» Reading text:
▼
Understanding Python's interpreter

Steve Holden steve at holdenweb.com
Sat Apr 7 06:59:57 EDT 2007


Rafael Almeida wrote:
> On Sat, 07 Apr 2007 04:35:49 +0200
> Gabriel Genellina <gagsl-py2 at yahoo.com.ar> wrote:
> 
>> Speed? Eficiency? File size? Ease of use?
>> A .pyc *could* be written in ASCII, but what do you gain? Replacing a 
>> few trivial functions in the Python core with a printf/scanf equivalent? 
>>   At the same time you lose a lot of speed, so I don't see the point.
> 
> Hm, I didn't realise that it would be that much slower.

You may mistakenly believe that casts are an expensive operation, when 
in fact they take no time at all - they merely instruct the compiler to 
treat specific pieces of data in specific ways.

> 
>> Why harder? Once you read the file, they're just numbers. Anyway, being 
>> harder to program the *interpreter* is not a problem, if you gain 
>> something like speed or eficiency for the interpreted language.
▲
» Problem set:
**A.** The message about Python's interpreter says casts are not an expensive operation. Using the message's own reasoning, explain why.
**B.** When was the message about Python's interpreter sent?

» Dataset extract:
▼
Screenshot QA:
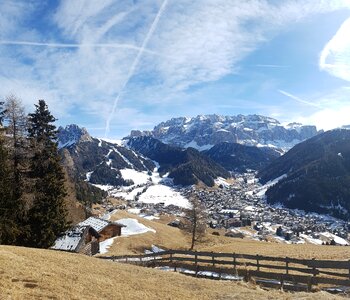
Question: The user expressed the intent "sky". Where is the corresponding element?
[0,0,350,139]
▲
▼
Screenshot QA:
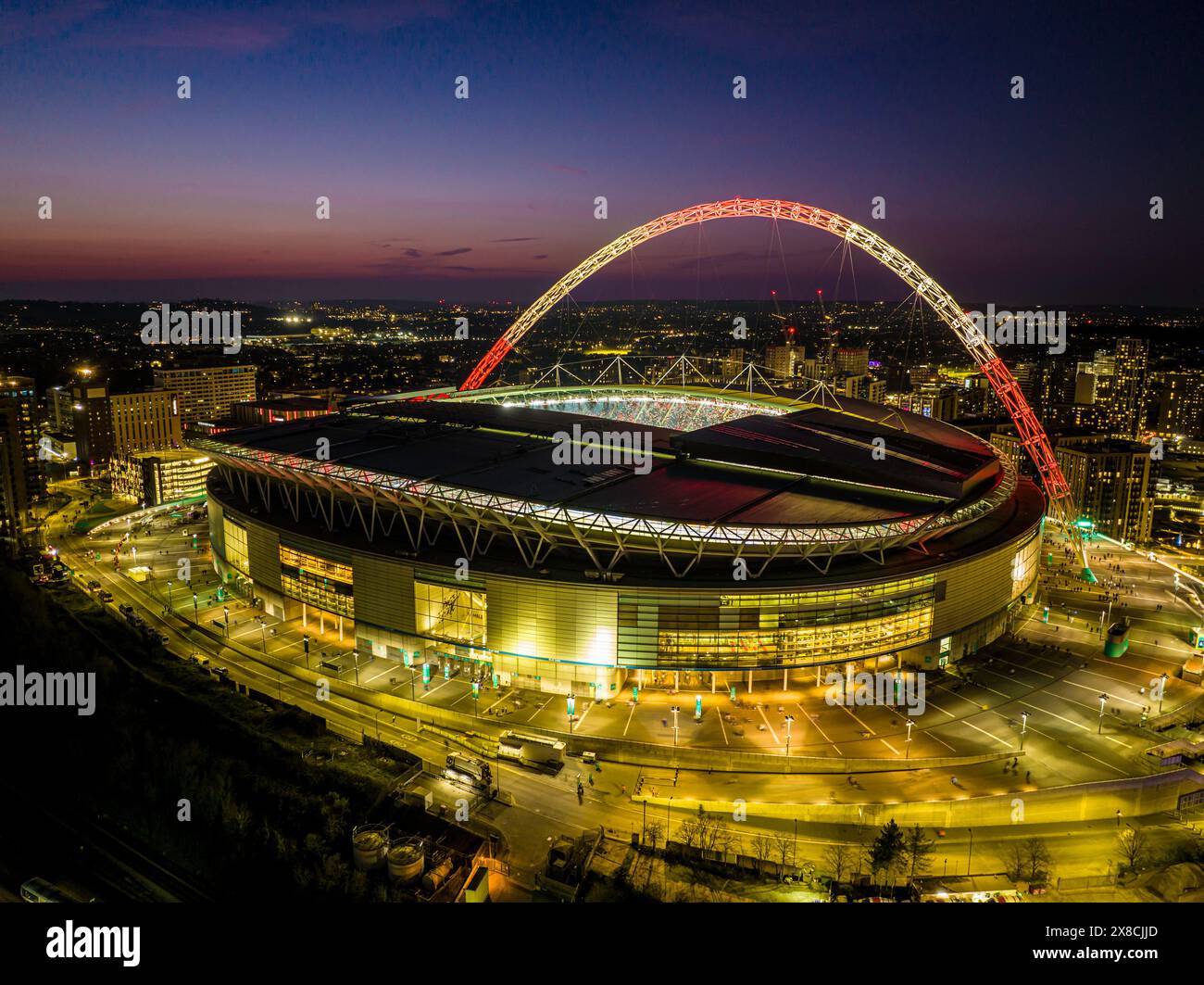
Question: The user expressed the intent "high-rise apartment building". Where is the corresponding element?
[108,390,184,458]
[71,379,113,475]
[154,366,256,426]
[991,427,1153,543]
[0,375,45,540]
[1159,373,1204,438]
▲
» Expected answers:
**A.** Casts take no time at all. They only tell the compiler to treat specific pieces of data in specific ways.

**B.** It was sent on Saturday, April 7, 2007, at 06:59:57 EDT.